:: What this task involves ::
Type out each entry exactly as it appears, but keep every image out.

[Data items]
---

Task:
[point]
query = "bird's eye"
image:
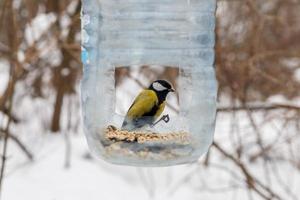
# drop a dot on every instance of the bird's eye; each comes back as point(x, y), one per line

---

:: Solution to this exercise ::
Task:
[point]
query = "bird's eye"
image:
# drop a dot on every instance of the bird's eye; each comes back as point(x, y), one per line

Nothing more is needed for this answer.